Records
## Begin
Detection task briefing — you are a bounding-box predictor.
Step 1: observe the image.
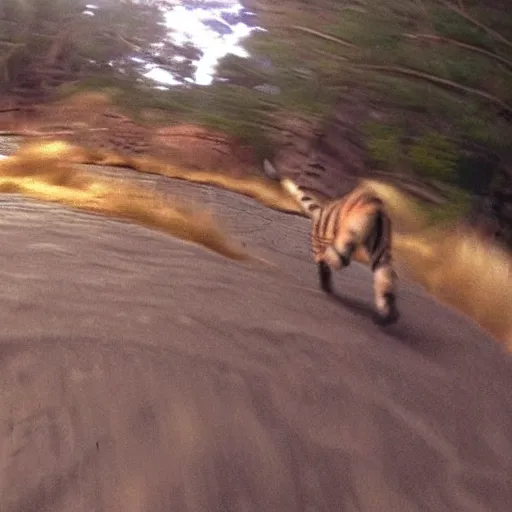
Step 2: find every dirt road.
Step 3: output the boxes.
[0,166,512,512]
## End
## Begin
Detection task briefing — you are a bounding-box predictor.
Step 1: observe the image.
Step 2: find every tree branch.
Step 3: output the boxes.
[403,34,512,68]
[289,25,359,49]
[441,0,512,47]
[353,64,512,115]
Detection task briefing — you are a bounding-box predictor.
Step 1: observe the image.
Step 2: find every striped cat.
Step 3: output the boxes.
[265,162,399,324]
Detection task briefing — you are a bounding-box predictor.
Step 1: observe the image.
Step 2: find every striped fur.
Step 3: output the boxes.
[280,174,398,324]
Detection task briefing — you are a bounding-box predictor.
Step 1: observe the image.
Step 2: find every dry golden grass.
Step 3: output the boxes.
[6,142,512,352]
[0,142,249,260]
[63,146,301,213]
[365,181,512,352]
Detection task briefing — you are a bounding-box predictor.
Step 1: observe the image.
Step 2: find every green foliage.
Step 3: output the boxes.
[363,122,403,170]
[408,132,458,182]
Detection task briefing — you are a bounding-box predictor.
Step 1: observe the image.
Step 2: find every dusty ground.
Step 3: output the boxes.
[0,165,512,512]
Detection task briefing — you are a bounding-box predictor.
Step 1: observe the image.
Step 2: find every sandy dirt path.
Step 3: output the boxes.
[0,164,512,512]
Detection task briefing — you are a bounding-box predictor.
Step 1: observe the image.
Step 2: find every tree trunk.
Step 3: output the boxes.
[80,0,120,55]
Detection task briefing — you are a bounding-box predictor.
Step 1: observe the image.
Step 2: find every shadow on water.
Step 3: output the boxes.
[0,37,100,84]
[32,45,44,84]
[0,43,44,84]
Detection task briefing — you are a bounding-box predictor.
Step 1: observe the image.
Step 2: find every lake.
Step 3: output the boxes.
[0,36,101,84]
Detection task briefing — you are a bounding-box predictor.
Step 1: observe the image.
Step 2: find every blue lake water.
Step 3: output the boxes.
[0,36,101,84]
## End
## Begin
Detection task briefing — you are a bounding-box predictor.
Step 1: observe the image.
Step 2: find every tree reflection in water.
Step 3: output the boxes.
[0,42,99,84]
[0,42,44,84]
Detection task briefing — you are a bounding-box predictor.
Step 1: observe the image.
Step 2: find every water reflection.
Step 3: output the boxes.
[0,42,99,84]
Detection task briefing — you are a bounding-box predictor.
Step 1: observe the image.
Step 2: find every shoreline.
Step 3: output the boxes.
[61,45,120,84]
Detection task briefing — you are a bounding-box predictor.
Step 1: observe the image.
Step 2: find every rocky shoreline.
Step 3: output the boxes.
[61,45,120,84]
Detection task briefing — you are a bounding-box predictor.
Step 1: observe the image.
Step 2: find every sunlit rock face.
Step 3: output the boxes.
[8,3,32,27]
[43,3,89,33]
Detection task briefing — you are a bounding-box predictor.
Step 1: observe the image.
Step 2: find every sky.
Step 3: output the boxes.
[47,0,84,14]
## End
> WRITTEN PROBLEM: Please pick out every line in the entries above that contains the word "lake" and copy each one in full, treating uppercase and lowercase as different.

> THE COMPLETED TASK:
Step 2: find every lake.
Step 2: find every blue lake water.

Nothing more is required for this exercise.